WHAT IS BEING ASKED
The records must be duplicated exactly, with every picture left out.

Natural-language object grounding data:
[Start of section]
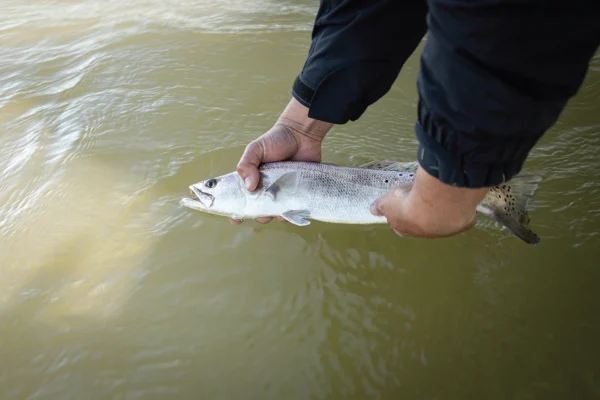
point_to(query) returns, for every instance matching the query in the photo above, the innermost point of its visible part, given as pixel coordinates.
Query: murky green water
(110, 290)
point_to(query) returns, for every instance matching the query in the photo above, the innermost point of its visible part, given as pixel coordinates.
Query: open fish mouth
(206, 199)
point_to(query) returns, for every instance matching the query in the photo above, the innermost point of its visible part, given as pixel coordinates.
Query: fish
(301, 191)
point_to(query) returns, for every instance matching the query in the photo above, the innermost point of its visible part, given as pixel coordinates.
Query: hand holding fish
(429, 208)
(294, 137)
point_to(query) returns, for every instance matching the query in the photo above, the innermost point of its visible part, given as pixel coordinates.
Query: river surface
(109, 289)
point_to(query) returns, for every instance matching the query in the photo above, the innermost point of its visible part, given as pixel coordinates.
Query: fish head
(222, 195)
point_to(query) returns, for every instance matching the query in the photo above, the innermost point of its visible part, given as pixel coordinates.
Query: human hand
(294, 136)
(429, 208)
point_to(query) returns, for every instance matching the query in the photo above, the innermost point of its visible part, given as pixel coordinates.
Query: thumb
(248, 165)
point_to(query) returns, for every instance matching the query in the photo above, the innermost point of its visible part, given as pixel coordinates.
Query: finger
(380, 206)
(247, 167)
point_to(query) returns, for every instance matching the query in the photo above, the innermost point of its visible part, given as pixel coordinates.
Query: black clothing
(494, 75)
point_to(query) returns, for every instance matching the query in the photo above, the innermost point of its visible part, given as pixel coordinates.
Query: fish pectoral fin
(286, 182)
(297, 217)
(388, 165)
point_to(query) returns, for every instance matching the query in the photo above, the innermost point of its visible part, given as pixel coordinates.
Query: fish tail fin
(507, 204)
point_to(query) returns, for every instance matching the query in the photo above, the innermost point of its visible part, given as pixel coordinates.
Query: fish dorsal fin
(297, 217)
(388, 165)
(286, 182)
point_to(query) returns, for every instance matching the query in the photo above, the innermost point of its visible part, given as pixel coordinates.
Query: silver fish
(299, 191)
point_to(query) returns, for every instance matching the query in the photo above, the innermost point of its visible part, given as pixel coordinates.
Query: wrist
(295, 117)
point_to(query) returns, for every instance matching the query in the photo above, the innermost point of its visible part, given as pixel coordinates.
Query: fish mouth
(206, 199)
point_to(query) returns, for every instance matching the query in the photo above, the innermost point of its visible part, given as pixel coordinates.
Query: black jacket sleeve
(494, 77)
(358, 48)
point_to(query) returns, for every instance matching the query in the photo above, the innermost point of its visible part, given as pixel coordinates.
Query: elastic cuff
(468, 160)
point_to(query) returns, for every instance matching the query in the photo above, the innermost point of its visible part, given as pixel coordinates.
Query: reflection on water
(110, 289)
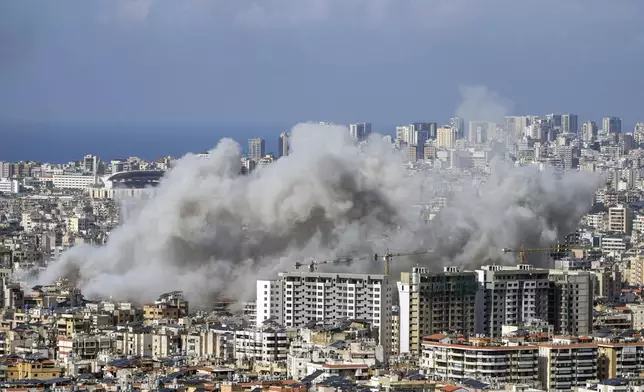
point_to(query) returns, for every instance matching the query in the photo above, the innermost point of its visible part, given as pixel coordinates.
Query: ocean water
(59, 143)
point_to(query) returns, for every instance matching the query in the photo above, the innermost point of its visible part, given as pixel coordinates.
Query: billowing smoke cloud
(479, 103)
(210, 230)
(515, 206)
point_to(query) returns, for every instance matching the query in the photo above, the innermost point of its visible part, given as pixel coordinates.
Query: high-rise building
(611, 125)
(432, 303)
(360, 131)
(516, 125)
(458, 124)
(404, 134)
(297, 298)
(412, 153)
(90, 164)
(589, 131)
(445, 137)
(256, 148)
(7, 169)
(571, 302)
(569, 123)
(481, 131)
(284, 144)
(510, 295)
(554, 120)
(620, 219)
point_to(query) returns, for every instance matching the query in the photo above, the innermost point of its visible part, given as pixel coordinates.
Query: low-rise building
(451, 358)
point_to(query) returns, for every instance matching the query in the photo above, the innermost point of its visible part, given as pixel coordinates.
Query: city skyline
(160, 61)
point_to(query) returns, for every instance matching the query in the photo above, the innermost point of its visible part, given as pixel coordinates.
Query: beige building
(566, 364)
(620, 359)
(636, 271)
(412, 153)
(479, 359)
(619, 219)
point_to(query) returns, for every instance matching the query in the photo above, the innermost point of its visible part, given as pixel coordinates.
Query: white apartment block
(207, 343)
(82, 346)
(510, 295)
(479, 360)
(70, 181)
(573, 296)
(613, 244)
(297, 298)
(9, 186)
(133, 343)
(619, 219)
(263, 345)
(564, 365)
(597, 221)
(638, 223)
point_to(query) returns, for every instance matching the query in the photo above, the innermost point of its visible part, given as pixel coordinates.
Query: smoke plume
(479, 103)
(211, 231)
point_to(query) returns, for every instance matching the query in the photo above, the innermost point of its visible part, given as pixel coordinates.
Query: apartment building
(565, 364)
(571, 302)
(615, 243)
(71, 181)
(433, 303)
(620, 219)
(479, 359)
(8, 185)
(208, 343)
(297, 298)
(265, 345)
(37, 369)
(83, 346)
(620, 359)
(510, 295)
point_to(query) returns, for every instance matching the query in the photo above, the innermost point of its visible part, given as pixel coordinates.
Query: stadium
(139, 183)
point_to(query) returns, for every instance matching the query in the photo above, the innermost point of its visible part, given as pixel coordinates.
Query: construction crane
(558, 248)
(388, 256)
(312, 265)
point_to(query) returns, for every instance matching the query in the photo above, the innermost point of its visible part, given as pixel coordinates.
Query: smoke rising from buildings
(479, 103)
(210, 230)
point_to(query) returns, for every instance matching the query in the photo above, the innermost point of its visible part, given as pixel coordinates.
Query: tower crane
(388, 256)
(522, 251)
(312, 265)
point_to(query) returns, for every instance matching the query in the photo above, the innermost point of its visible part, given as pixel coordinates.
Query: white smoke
(211, 231)
(479, 103)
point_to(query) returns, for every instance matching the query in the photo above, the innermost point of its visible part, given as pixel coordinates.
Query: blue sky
(245, 61)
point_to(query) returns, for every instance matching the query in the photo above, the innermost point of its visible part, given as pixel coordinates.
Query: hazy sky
(290, 60)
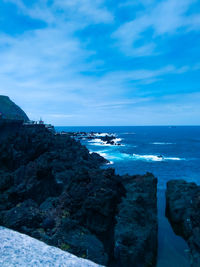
[End of section]
SOLUTION
point_to(query) returns, for every instance matching the query in the photo above, the innermost point of its visible part, given as pixel coordinates.
Query: murky green water
(110, 290)
point_to(query) returns, for every instance matching the query in the photo above, the innermost point of its visible part, given as pixel coordinates.
Query: open fish mouth
(206, 199)
point_to(query) returns, for every instance matching the query in the photo above, the innermost point of its visible part, given as pixel coordinates.
Query: fish
(301, 191)
point_to(query) returns, for every instance matching the query in the photo above, the innermost point of its visible part, given as pixel coordinates.
Query: hand holding fish
(429, 208)
(294, 137)
point_to(query) returns, for every instance matching the query in the photo above, the innermost point of its visible part, given as pixel coordinates.
Query: river surface
(109, 289)
point_to(query) returns, for every instance matching the query in the photo above, the innermost point of its visible part, given as pixel coordinates.
Query: fish head
(222, 195)
point_to(query) returns, for every instance matching the query in the photo above, the innermost point of its visible part, given as pixel coordinates.
Query: human hand
(294, 136)
(429, 208)
point_to(query) returns, for every instance matching the query in the photo above, the innermost point of its visible part, given as pixel coordinates.
Query: thumb
(248, 165)
point_to(query) returns, for every instance matching the query in the photo above, the innermost point of its visible part, given as pixel coordinates.
Query: finger
(380, 206)
(247, 167)
point_to(query) returns, for every instance matching the query in the photo above, the innermost point of its visible part, given as pixel coordinates.
Query: black clothing
(494, 75)
point_to(query) returns, for every instance matching the query in the photo above, the innermost point of its visible part, given as pixel coordinates.
Query: fish pectoral fin
(286, 182)
(297, 217)
(388, 165)
point_to(query) returns, for every instance matching the query in the photo above, the innermost point of its visible part, given as pixel coordinates.
Query: fish tail fin
(507, 204)
point_to(query) returns, for every instance matching the query in the photo above, the innermost point of its visible part, given as pixel coordinates.
Query: fish dorsal fin
(297, 217)
(388, 165)
(286, 182)
point_to(query) returns, for every instance matching the query in the photo above, the innermost point of its visible part, given as pixel coordinates.
Query: silver fish
(299, 191)
point_to(query) returns, for every instance matching the query in the photo above, the innermost point of its visible part, given as pixel coordinates.
Query: wrist
(295, 117)
point_to(query) returns, for every instance matching the query in the photo above, the innermost point of its visible part, given as pixel coordinates.
Query: fish mouth
(206, 199)
point_to(query) returns, for every instance matching the query in the photo above, the innermost point of its visible part, given as pixel coordinates.
Query: black jacket sleeve
(494, 77)
(358, 48)
point_to(query) returns, for every instance matching the query in the photo above, the innermost point of its visible part, given as pixel coordinates.
Query: elastic cuff
(468, 160)
point_to(query) returns, for every instance matching the query in the photo above, the innermost point of its visible part, given as pixel coordinates.
Query: reflection on water
(110, 289)
point_to(query) returns, for every instance matching the query in the photo above, the innermost point of its visible part, given as pixel coordinates.
Query: ocean water
(59, 143)
point_to(query) returns, for every instance matching the query in the photo above, the innermost point of its visible part, given as pixel coordinates.
Query: billowing smoke cloud
(479, 103)
(210, 230)
(515, 206)
point_to(query) returns, for every instance matching the query in the photo above, the innermost point of its visible part, given as pixel coordinates.
Query: high-rise building
(611, 125)
(432, 303)
(360, 131)
(516, 125)
(458, 124)
(404, 134)
(297, 298)
(412, 153)
(90, 164)
(589, 131)
(445, 137)
(256, 148)
(7, 169)
(571, 302)
(569, 123)
(481, 131)
(284, 144)
(510, 295)
(554, 120)
(620, 219)
point_to(query) returns, for every instance matching the query in the photo above, the innermost point of its visible part, given as pixel coordinates.
Query: low-rise building
(451, 358)
point_to(query) returns, for every instance matching the query in the photo above, the innermost point of its visible part, given as pixel coordinates.
Query: city skyline
(160, 61)
point_to(query) returns, for every instance matching the query in the photo above, the innermost point of its visible part, given as pixel coordinates.
Query: beige building
(566, 364)
(620, 359)
(636, 271)
(412, 153)
(479, 359)
(619, 219)
point_to(query) returns, for every instance matching the query in the photo above, the innermost point of its visible part, given as pixel coordinates.
Query: white apartment block
(207, 343)
(82, 346)
(510, 295)
(479, 360)
(70, 181)
(573, 296)
(613, 244)
(297, 298)
(9, 186)
(133, 343)
(619, 219)
(263, 345)
(564, 365)
(597, 221)
(638, 223)
point_to(query) returns, for every instance matching the query in the photo above, the innermost point of its visible part, given as pixel coordinates.
Query: smoke plume
(479, 103)
(211, 231)
point_to(query) returns, for every instance matching the query in the photo above, the innermost point of its visible part, given as pixel coordinates.
Query: apartment building
(565, 364)
(571, 302)
(615, 243)
(71, 181)
(433, 303)
(620, 219)
(479, 359)
(8, 185)
(208, 343)
(297, 298)
(265, 345)
(37, 369)
(83, 346)
(620, 359)
(510, 295)
point_to(query) returns, for every instance matching the query in the photo above, the innermost point of its visible part, given as pixel coordinates.
Query: stadium
(139, 183)
point_to(query) returns, for every instance matching the query in the photo above, the innermost point of its visible part, given as pixel coordinates.
Query: construction crane
(558, 248)
(388, 256)
(312, 265)
point_to(query) returns, for every instance matching the query in the photo above, the innermost point of its visible part, given as pixel coordinates.
Query: smoke rising from buildings
(479, 103)
(210, 230)
point_to(query) returns, for every instance matching the query in the photo above, the innermost point of its visible part, given as pixel coordinates.
Query: tower crane
(388, 256)
(522, 251)
(312, 265)
point_to(query) returns, for every instance matching the query in the photo above, the innermost point of its visible part, given as pixel coordinates.
Query: white smoke
(211, 231)
(479, 103)
point_to(query) returns, for every instance matching the query in the photo above, the innermost point of its visible part, given as pixel coordinates.
Query: blue sky
(245, 61)
point_to(query) returns, for every instance matching the query in the photo above, the innermost point of its visible part, given as pixel coordinates.
Query: hazy sky
(290, 60)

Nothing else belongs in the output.